(WHAT THE EXERCISE ASKS) The data must be returned in full and exactly as given.

== DATA

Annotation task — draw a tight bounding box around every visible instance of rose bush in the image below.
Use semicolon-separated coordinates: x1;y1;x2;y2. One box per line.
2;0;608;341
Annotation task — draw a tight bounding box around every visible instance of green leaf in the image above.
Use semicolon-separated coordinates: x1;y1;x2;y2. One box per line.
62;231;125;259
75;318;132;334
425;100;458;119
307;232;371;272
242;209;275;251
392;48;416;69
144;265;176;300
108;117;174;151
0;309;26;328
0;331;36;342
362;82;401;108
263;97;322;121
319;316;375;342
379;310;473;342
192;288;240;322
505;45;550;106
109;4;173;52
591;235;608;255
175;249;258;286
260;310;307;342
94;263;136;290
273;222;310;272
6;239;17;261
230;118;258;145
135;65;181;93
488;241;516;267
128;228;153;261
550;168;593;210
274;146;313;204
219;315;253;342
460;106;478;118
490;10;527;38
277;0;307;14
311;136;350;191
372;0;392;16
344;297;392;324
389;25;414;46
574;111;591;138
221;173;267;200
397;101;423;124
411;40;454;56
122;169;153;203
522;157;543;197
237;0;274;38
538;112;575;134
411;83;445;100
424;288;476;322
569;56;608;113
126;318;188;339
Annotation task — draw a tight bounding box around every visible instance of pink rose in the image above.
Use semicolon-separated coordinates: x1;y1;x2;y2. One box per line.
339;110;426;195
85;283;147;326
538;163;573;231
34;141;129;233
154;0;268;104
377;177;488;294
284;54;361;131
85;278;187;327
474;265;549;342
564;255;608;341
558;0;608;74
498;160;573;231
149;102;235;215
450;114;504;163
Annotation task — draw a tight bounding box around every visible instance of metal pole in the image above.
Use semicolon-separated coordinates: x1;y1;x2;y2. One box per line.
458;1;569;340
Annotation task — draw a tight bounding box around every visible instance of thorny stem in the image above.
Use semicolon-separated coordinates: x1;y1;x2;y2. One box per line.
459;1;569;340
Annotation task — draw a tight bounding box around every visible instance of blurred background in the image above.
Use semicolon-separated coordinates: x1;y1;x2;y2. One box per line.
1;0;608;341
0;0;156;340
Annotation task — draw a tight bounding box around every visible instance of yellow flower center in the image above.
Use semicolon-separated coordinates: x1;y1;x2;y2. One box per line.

====

(RESULT OF THE TASK)
Annotation task — draw a tight bounding box around every visible instance of rose bush in the image below.
Use semicolon-separated coordinates: x1;y1;x2;y2. One box per line.
2;0;608;341
Annotation task — draw a tight bounding box around every visible instance of green leaf in the image above.
Use semicolon-separated coordinates: x1;y1;x2;y2. One box per line.
62;231;125;259
75;318;132;334
425;100;458;119
307;232;371;272
242;209;275;251
392;48;416;69
144;265;176;300
108;117;174;151
0;309;26;328
0;331;36;342
362;82;401;108
263;97;322;121
319;316;375;342
379;310;473;342
192;288;240;322
505;45;550;106
109;4;173;52
591;235;608;255
175;249;258;286
260;310;307;342
94;263;136;290
273;222;310;272
6;239;17;261
230;118;258;145
135;65;181;93
488;241;516;267
128;228;153;261
550;168;593;210
274;146;313;204
219;315;253;342
460;106;478;118
490;10;527;38
277;0;307;14
311;136;350;191
372;0;392;16
344;297;392;324
389;25;414;46
574;111;591;138
221;173;267;200
397;101;423;124
411;40;454;56
122;169;153;203
522;157;543;197
237;0;274;38
538;112;575;134
411;83;445;100
424;288;476;322
569;56;608;113
126;318;188;339
Annotation task — draw a tight bounding box around every visible instance of pink rose in the image above.
Use semicolon-separated coordinates: x1;y1;x2;y2. One box per line.
339;110;426;195
85;283;147;326
538;163;573;231
34;141;129;233
154;0;268;104
377;177;488;294
284;54;361;131
85;278;187;327
474;265;549;342
564;255;608;341
558;0;608;74
498;160;573;231
149;102;235;215
450;114;504;163
Annotation task — draw a tight bounding box around every visible instance of metal pole in the image above.
Use semicolon-separated coordinates: x1;y1;x2;y2. One box per line.
458;1;569;340
Annotation task — draw a tight bounding box around every visible instance of thorny stem in the image above.
Use semicolon-separated coordinates: x1;y1;x2;y2. One box per line.
459;1;569;340
Annotation task — draw a tight bounding box around every visible instance of blurred background in the image above.
Use semicolon-separated coordinates: x1;y1;x2;y2. One box per line.
1;0;608;341
0;0;156;340
Annotation task — draw a tight bounding box around every visible instance of yellow flower center in the image above.
Use semicolon-separated coordinates: x1;y1;x2;y2. One box per line.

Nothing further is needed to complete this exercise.